# STATED PROBLEM
Reproduce exactly the lines from the one containing "Target: train cab window" through the last line of the data, both ends included.

*** DATA FOR THIS EXERCISE

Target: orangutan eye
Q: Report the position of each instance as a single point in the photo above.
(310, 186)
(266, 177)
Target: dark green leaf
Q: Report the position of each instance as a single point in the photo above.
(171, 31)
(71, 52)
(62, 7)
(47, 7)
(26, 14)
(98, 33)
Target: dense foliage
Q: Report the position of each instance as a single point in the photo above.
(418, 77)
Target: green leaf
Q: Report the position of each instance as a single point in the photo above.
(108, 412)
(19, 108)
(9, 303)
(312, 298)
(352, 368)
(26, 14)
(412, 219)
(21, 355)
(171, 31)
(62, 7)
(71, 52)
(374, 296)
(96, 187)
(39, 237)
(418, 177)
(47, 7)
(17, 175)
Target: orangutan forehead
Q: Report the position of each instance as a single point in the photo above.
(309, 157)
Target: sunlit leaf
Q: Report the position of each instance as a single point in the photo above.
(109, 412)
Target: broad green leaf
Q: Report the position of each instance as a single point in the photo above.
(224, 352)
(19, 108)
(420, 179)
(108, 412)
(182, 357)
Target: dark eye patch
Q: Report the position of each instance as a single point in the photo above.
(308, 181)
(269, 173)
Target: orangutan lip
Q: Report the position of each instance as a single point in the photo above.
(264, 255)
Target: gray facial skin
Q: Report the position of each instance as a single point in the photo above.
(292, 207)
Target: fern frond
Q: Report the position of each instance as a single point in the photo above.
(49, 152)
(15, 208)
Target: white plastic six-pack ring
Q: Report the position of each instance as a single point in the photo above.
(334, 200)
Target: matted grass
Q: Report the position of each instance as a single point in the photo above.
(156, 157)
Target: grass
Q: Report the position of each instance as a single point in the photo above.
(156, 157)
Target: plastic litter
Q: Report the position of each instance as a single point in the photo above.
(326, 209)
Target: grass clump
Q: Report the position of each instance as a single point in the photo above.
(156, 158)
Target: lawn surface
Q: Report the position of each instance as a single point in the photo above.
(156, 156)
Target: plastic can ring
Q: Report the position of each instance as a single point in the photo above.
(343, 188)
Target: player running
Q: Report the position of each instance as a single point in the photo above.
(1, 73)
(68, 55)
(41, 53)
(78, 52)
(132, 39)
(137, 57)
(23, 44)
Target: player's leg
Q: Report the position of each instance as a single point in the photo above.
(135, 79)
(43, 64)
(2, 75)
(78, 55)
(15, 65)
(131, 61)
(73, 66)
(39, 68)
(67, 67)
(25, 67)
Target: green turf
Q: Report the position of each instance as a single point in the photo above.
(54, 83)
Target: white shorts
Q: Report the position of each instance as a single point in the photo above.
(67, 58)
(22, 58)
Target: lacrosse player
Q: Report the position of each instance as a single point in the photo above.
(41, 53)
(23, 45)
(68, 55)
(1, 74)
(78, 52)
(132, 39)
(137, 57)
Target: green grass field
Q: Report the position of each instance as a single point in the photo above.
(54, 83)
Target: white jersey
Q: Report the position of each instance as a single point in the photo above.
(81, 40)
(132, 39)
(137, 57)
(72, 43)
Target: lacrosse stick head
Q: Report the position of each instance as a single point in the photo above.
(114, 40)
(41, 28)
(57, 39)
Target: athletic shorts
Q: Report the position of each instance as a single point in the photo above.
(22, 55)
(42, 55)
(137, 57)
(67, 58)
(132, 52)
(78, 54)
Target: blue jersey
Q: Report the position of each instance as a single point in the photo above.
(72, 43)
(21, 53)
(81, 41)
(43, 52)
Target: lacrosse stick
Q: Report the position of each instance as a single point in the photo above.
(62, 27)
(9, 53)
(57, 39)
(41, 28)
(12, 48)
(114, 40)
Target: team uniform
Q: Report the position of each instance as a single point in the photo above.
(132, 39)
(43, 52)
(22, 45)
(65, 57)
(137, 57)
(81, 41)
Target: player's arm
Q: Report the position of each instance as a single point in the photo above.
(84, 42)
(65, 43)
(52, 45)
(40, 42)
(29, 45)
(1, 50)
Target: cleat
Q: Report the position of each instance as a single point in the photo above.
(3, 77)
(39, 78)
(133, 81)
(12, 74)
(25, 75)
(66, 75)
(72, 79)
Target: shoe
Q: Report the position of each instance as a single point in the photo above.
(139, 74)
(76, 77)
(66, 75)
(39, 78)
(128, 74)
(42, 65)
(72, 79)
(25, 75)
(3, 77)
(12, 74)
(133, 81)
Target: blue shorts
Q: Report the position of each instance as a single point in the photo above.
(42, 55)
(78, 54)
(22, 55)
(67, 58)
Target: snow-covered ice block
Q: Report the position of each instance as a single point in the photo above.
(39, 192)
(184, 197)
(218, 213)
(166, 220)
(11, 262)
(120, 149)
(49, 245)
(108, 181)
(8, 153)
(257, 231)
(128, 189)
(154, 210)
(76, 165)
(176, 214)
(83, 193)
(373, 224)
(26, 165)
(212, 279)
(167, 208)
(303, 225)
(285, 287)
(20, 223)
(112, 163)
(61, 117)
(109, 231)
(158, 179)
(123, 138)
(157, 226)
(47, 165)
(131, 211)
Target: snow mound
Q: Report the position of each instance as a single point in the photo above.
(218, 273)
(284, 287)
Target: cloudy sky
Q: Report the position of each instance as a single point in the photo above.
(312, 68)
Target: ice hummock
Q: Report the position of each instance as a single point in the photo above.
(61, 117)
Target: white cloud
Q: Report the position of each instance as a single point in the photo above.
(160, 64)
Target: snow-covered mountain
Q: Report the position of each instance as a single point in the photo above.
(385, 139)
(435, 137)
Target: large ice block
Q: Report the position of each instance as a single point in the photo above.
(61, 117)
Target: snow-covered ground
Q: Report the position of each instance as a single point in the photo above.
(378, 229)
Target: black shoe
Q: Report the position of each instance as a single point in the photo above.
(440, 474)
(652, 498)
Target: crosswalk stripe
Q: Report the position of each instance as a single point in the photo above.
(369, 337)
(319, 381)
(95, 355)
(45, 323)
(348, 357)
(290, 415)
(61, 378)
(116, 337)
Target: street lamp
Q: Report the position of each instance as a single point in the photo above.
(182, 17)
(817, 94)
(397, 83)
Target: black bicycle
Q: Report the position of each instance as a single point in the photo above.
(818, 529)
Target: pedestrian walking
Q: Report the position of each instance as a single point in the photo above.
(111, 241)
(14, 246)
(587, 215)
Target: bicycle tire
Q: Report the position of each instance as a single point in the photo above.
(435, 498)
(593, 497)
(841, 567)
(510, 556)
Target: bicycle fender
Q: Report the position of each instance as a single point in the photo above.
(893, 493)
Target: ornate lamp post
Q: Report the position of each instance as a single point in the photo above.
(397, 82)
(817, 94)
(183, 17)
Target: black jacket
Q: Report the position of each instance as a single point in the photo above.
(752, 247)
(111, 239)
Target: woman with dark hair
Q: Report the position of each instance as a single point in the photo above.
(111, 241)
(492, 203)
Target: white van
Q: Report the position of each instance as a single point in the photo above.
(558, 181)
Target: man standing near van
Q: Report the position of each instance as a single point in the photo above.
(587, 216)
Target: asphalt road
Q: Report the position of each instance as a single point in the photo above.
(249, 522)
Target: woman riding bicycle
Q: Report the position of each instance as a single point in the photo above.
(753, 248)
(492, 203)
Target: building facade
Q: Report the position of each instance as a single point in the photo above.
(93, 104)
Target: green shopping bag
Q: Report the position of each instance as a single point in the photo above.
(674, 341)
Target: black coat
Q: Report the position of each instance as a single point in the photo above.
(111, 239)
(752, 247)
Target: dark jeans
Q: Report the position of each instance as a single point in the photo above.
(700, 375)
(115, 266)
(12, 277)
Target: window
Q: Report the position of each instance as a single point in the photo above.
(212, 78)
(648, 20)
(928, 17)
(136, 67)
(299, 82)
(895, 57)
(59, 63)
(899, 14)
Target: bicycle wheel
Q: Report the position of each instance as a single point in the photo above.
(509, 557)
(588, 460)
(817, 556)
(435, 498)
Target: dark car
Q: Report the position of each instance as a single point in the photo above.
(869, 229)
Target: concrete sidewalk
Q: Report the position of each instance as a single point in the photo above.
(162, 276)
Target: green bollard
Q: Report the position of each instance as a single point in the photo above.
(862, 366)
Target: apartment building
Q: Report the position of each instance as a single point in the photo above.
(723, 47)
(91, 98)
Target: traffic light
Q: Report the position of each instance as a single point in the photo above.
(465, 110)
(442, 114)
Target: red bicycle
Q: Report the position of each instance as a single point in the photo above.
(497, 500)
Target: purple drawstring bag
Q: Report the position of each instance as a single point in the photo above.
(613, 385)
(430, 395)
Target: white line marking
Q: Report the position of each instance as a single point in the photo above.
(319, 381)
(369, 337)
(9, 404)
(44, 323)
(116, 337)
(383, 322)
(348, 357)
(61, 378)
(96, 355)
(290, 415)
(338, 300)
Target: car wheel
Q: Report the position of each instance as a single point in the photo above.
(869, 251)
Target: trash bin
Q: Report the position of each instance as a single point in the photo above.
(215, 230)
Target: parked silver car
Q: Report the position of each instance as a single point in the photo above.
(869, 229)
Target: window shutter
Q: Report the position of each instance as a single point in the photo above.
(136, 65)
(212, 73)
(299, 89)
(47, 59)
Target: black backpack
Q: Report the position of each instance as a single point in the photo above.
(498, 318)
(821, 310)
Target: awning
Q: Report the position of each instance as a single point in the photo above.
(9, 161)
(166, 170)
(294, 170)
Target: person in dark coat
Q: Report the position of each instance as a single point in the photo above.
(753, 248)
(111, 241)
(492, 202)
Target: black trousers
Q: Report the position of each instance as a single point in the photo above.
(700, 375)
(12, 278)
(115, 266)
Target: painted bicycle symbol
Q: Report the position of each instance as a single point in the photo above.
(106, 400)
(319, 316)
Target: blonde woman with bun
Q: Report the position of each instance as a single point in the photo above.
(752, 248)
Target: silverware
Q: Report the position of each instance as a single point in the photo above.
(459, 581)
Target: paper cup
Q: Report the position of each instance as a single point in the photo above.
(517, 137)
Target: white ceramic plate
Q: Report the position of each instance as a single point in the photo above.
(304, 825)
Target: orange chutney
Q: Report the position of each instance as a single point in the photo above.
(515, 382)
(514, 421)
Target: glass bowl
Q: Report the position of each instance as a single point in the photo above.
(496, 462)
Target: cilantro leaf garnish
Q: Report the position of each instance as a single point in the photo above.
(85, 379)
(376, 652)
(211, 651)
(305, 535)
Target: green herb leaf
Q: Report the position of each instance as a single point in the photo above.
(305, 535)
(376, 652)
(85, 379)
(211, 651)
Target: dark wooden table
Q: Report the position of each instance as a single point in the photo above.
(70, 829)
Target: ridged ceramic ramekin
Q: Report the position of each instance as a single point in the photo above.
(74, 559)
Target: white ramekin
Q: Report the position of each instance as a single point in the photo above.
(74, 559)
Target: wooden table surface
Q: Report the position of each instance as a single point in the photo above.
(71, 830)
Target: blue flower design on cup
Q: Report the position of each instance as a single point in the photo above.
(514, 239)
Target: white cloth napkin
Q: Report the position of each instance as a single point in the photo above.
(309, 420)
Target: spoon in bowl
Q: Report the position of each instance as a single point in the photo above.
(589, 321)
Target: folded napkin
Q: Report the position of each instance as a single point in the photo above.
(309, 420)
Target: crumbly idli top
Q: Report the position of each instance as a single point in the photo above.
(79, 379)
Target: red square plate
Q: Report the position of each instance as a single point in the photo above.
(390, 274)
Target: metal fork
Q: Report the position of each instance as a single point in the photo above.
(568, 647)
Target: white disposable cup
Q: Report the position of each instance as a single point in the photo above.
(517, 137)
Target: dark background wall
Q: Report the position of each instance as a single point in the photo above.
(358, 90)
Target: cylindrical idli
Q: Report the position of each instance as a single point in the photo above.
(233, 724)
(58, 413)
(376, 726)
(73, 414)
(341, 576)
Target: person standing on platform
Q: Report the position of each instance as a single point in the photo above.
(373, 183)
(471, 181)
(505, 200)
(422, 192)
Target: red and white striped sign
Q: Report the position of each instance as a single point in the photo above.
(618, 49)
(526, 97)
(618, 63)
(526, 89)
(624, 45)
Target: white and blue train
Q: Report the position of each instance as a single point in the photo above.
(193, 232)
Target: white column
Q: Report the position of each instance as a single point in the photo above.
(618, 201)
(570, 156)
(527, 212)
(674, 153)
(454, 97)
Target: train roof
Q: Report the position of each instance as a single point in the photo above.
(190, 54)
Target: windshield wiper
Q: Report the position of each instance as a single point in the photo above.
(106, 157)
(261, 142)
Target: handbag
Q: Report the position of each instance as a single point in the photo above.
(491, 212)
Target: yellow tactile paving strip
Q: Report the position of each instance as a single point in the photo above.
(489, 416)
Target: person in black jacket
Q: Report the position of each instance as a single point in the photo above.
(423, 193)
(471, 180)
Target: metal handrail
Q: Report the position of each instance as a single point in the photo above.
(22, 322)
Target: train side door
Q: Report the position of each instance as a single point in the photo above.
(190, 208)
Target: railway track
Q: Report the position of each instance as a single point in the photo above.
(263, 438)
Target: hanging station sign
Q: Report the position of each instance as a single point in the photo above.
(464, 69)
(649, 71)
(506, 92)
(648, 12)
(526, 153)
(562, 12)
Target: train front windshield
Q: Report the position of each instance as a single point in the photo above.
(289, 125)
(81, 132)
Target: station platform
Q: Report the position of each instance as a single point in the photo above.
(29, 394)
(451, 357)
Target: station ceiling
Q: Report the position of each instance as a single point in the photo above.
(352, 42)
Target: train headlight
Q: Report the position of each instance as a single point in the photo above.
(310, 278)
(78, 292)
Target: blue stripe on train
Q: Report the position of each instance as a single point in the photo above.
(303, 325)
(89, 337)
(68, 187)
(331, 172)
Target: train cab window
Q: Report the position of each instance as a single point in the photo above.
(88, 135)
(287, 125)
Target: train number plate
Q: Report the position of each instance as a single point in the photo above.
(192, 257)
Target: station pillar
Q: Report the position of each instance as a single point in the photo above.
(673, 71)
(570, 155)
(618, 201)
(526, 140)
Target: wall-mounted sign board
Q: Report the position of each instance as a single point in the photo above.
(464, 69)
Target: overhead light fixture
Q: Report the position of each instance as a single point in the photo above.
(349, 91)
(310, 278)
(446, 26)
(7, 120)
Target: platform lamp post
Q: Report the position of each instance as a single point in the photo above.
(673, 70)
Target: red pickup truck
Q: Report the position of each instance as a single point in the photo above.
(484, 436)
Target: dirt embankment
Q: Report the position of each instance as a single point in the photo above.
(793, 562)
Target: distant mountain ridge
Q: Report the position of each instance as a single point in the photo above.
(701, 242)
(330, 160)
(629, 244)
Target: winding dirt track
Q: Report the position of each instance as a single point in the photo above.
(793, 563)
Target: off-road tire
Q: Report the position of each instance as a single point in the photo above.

******

# ANSWER TO THE PROBLEM
Target: train cab window
Q: Report the position of each instance as a single point in the photo above.
(88, 135)
(287, 125)
Target: train number plate
Q: Report the position of each instance as a single point in the photo above.
(192, 257)
Target: station pillar
Q: Report the position of each instance as a single point in the photo above.
(673, 71)
(570, 155)
(618, 201)
(526, 140)
Target: wall-mounted sign board
Q: Report the position of each instance as a single point in the photo above.
(464, 69)
Target: overhead light fixture
Q: Report the position of each instance as a single point in the photo above.
(349, 91)
(310, 278)
(446, 26)
(7, 120)
Target: platform lamp post
Q: Report the position of each instance as a single point in the photo above.
(673, 70)
Target: red pickup truck
Q: Report the position of each instance as a single point in the photo above.
(484, 436)
Target: dirt embankment
Q: Report the position of each instance as a single point in the photo above.
(793, 562)
Target: distant mountain ridge
Q: Report the position of each instance as a single point in the photo above.
(701, 242)
(330, 160)
(629, 244)
Target: winding dirt track
Q: Report the position of each instance as a single point in the photo above.
(793, 563)
Target: off-road tire
Q: Report the position of each instance as a single point in the photo above.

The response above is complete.